| INSTRUCTIONS |
(1) In the Mexico City guide, condense the paragraph beginning "If you're more into food than architecture" into a shorter version that keeps its main facts.
(2) Write the next part of the Mexico City guide, picking up right after its final sentence.
------ PAGE EXTRACT
Credit: Juan Manuel Gomez Ruano / CC-BY-SA 4.0
It’s one of the largest cities on the planet in terms of the population so it’s fair to say that there is plenty to do in Mexico City. The sprawling Mexican capital has a rich cultural history and a vibrant growing population. If you’re in town for a quick pit stop or visiting for a few weeks, there are plenty of things to do and see in the place dubbed Chilangolandia. Let’s take a look at some of the best destinations for tourists and locals alike.
There are few better ways to explore a city than with a guided tour and there are plenty of options in Mexico City. 'Journeys Beyond The Surface' offers an extensive eight-hour tour exploring the city’s rich history and tourist hotspots.
If you’re more into food than architecture then that won’t be a problem. There’s more to Mexican food than tortillas and guacamole as you would discover on a guided food tour. Eat your way across Mexico’s capital at the ‘Eat Like a Local’ tour which offers a range of different food safaris to meet your desires. From late-night street food to early mornings trips across the markets and street stalls, you’ll find something to fit your needs.
------------
------ ITEMS
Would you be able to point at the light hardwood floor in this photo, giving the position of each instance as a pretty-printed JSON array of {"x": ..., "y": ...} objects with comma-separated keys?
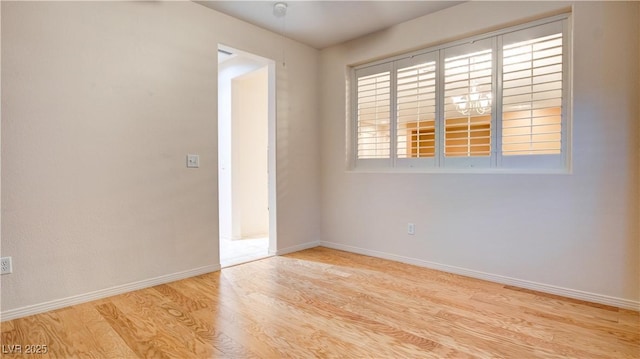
[{"x": 327, "y": 303}]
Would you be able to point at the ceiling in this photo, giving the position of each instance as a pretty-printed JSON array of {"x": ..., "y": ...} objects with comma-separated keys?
[{"x": 325, "y": 23}]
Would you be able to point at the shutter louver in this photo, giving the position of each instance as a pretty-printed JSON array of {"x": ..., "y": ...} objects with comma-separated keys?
[
  {"x": 467, "y": 113},
  {"x": 532, "y": 97},
  {"x": 374, "y": 106},
  {"x": 416, "y": 110}
]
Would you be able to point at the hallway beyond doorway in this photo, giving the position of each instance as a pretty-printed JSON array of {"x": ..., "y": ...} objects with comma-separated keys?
[{"x": 238, "y": 251}]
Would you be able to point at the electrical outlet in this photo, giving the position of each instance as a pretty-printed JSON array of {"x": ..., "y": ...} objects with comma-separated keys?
[
  {"x": 411, "y": 229},
  {"x": 5, "y": 265}
]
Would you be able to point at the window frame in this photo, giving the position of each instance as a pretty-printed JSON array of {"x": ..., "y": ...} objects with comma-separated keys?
[{"x": 496, "y": 162}]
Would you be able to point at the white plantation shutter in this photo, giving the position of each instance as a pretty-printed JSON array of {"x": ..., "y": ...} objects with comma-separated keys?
[
  {"x": 468, "y": 94},
  {"x": 533, "y": 94},
  {"x": 416, "y": 109},
  {"x": 498, "y": 100},
  {"x": 373, "y": 98}
]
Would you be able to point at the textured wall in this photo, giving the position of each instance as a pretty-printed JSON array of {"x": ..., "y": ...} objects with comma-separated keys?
[
  {"x": 101, "y": 101},
  {"x": 577, "y": 231}
]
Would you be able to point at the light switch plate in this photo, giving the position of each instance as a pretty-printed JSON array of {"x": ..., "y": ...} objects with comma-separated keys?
[{"x": 193, "y": 161}]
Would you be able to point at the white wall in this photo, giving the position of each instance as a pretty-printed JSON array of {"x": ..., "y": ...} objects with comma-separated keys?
[
  {"x": 249, "y": 122},
  {"x": 574, "y": 234},
  {"x": 101, "y": 101}
]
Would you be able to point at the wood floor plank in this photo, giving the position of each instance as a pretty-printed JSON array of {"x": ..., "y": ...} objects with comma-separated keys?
[{"x": 323, "y": 303}]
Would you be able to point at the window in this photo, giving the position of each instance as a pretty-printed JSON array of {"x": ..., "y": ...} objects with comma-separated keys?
[{"x": 493, "y": 101}]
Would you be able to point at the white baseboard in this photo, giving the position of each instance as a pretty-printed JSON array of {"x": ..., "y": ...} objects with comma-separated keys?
[
  {"x": 103, "y": 293},
  {"x": 546, "y": 288},
  {"x": 299, "y": 247}
]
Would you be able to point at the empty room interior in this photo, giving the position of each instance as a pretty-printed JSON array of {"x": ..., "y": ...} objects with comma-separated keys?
[{"x": 412, "y": 179}]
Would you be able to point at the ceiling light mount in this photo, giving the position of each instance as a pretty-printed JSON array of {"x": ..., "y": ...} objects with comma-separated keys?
[{"x": 280, "y": 9}]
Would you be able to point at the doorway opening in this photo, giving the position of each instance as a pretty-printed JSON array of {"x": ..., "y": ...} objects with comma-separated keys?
[{"x": 246, "y": 156}]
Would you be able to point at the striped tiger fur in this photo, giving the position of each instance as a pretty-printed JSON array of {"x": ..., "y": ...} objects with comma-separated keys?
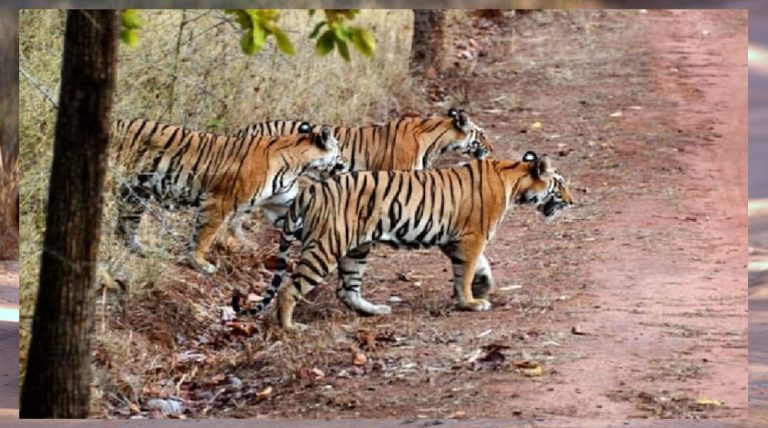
[
  {"x": 409, "y": 143},
  {"x": 222, "y": 176},
  {"x": 457, "y": 209}
]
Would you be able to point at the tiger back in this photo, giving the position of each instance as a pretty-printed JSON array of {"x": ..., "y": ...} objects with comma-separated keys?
[{"x": 408, "y": 143}]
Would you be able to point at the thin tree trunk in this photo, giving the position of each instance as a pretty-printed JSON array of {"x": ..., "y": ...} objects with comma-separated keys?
[
  {"x": 57, "y": 382},
  {"x": 427, "y": 43},
  {"x": 9, "y": 126}
]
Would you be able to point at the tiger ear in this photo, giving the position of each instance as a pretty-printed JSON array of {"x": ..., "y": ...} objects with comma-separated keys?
[
  {"x": 530, "y": 157},
  {"x": 544, "y": 167},
  {"x": 305, "y": 128},
  {"x": 460, "y": 119},
  {"x": 322, "y": 138}
]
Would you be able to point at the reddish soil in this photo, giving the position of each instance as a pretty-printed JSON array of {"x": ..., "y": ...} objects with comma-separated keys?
[{"x": 630, "y": 305}]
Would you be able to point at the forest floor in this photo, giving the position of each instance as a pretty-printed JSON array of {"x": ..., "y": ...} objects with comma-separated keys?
[
  {"x": 630, "y": 305},
  {"x": 9, "y": 339}
]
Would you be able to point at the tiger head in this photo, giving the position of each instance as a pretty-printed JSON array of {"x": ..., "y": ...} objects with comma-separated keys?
[
  {"x": 546, "y": 189},
  {"x": 325, "y": 154},
  {"x": 468, "y": 138}
]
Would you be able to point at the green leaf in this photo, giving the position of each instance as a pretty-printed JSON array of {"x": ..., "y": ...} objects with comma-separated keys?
[
  {"x": 341, "y": 32},
  {"x": 130, "y": 19},
  {"x": 246, "y": 43},
  {"x": 130, "y": 37},
  {"x": 284, "y": 43},
  {"x": 343, "y": 50},
  {"x": 216, "y": 123},
  {"x": 325, "y": 43},
  {"x": 253, "y": 40},
  {"x": 259, "y": 36},
  {"x": 316, "y": 30}
]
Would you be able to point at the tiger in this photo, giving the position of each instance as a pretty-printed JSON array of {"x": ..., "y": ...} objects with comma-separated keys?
[
  {"x": 457, "y": 209},
  {"x": 408, "y": 143},
  {"x": 221, "y": 176}
]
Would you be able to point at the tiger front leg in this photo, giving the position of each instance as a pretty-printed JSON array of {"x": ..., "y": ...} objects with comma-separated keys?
[
  {"x": 131, "y": 204},
  {"x": 482, "y": 283},
  {"x": 313, "y": 265},
  {"x": 212, "y": 214},
  {"x": 351, "y": 269},
  {"x": 465, "y": 257}
]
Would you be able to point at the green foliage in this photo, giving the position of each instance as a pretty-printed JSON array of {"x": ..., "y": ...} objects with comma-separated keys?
[
  {"x": 339, "y": 34},
  {"x": 130, "y": 24},
  {"x": 259, "y": 24}
]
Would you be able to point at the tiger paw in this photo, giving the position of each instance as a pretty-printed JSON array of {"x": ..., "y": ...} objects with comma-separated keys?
[
  {"x": 204, "y": 266},
  {"x": 295, "y": 326},
  {"x": 478, "y": 305},
  {"x": 381, "y": 310},
  {"x": 136, "y": 247}
]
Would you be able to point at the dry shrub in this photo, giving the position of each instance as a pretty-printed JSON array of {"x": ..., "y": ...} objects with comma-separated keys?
[{"x": 188, "y": 69}]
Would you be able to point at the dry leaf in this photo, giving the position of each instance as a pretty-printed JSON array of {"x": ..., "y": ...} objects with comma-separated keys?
[
  {"x": 527, "y": 364},
  {"x": 578, "y": 330},
  {"x": 534, "y": 372},
  {"x": 708, "y": 402},
  {"x": 317, "y": 373},
  {"x": 459, "y": 414},
  {"x": 359, "y": 359}
]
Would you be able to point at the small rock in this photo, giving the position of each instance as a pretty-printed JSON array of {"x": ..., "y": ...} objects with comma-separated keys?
[
  {"x": 168, "y": 407},
  {"x": 264, "y": 393},
  {"x": 359, "y": 359}
]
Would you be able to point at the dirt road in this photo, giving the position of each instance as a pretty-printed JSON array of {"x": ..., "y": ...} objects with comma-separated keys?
[{"x": 9, "y": 339}]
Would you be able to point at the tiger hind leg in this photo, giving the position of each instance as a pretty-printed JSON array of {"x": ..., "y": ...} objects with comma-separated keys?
[
  {"x": 313, "y": 265},
  {"x": 131, "y": 204},
  {"x": 351, "y": 269}
]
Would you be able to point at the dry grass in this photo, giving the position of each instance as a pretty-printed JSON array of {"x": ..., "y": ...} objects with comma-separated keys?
[{"x": 204, "y": 83}]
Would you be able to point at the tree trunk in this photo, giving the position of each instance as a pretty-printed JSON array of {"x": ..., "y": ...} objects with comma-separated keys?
[
  {"x": 427, "y": 44},
  {"x": 9, "y": 128},
  {"x": 57, "y": 382}
]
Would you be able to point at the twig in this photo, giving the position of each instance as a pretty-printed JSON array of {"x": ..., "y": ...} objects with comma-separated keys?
[{"x": 39, "y": 87}]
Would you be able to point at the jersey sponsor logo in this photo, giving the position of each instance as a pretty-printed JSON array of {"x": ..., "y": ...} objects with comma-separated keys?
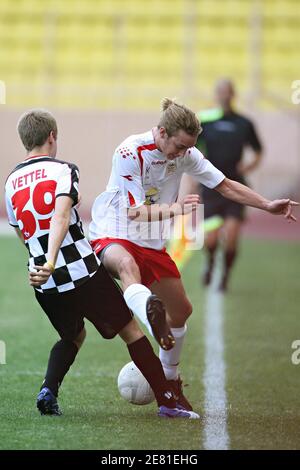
------------
| OUTPUTS BY TASK |
(1) Visitors who prefer food to architecture can take a guided food tour and find that Mexican food goes beyond tortillas and guacamole. The 'Eat Like a Local' tour offers various food safaris across the capital, from late-night street food to early-morning trips through markets and street stalls.

(2)
A place as large and historic as Mexico City is bound to have a burgeoning art scene but the sheer range diversity of the city’s museums and art galleries is astounding. There are astounding historic buildings like Palacio de Bellas Artes and Museo Nacional de Arte and cutting-edge galleries like the Museo Soumaya.
The Soumaya was founded by Mexico’s richest man, Carlos Slim and features an extensive collection of over 60,000 pieces. The works range over centuries and continents but feature a mixture of more modern Mexican art and older European pieces from artists like Salvador Dali and Pablo Picasso.
Another prominent art centre in Mexico City is the Frida Khalo Museo. Based out of the same building where the famed Kahlo was born and raised, the museum features a collection of work from Kahlo, her husband, Diego Rivera and a host of other artists.
Are Museums not your thing? Don’t worry because Mexico is a country known for its nightlife. Parties start early in Mexico City – both in terms of time and day of the week with Thursday acting as the first day of the weekend for some locals. Tequila is obviously hugely popular (sip don’t shoot) but so are a whole range of other drinks and cocktails like the Michelada.
Clubs and bars can be found easily across all areas of the city and gambling is a popular pastime amongst many. The trendy Casino Life lies on the lengthy Avenida De Los Insurgentes, the longest road in the city and is a great place to visit for a few rounds of cards. Just don't forget to brush up on the rules if you don't know your American Roulette from your European Roulette.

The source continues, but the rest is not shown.